Information given:
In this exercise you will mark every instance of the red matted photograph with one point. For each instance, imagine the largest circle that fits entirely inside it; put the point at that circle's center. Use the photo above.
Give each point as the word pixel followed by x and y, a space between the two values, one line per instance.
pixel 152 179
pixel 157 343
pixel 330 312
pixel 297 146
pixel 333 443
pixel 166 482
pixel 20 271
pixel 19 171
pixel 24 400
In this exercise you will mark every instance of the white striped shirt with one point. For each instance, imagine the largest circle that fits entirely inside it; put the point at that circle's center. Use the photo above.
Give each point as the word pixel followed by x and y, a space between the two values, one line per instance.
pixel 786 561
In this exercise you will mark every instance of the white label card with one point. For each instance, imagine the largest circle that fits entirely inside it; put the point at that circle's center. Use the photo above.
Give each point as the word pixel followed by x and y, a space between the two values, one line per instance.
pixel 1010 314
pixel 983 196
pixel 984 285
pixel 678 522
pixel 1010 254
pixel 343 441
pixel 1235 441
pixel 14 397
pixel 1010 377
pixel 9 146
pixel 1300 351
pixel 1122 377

Task to complete:
Exactly as shown, output all of the material above.

Problem solution:
In this exercise you will mark every instance of the red matted photograph with one point. For each instance, imagine the largest circle that fits entirely inside it; put the point at that circle's center. Use the photo above.
Give each point as the word pixel followed by x and y, a space between the two values, one line per instance.
pixel 152 179
pixel 157 343
pixel 330 312
pixel 297 146
pixel 333 443
pixel 166 482
pixel 20 271
pixel 19 171
pixel 24 400
In this exercise you will mark every instance of the white striped shirt with one point. For each instance, imagine the largest circle that fits entirely inside it; put the point at that circle's center. Use the photo above.
Give each point as the word pixel followed by x and y, a space between the two values, one line per instance.
pixel 786 561
In this exercise you will mark every instance of the white label card with one point. For each instance, imagine the largest circle that fits entirely inside it; put the point at that circle's center. Use the photo above.
Give each point as the word pixel followed by x and y, a space between the two values, one line per instance.
pixel 1010 314
pixel 983 196
pixel 984 285
pixel 678 522
pixel 1010 254
pixel 343 441
pixel 1235 441
pixel 14 397
pixel 1010 377
pixel 9 146
pixel 1300 351
pixel 1122 377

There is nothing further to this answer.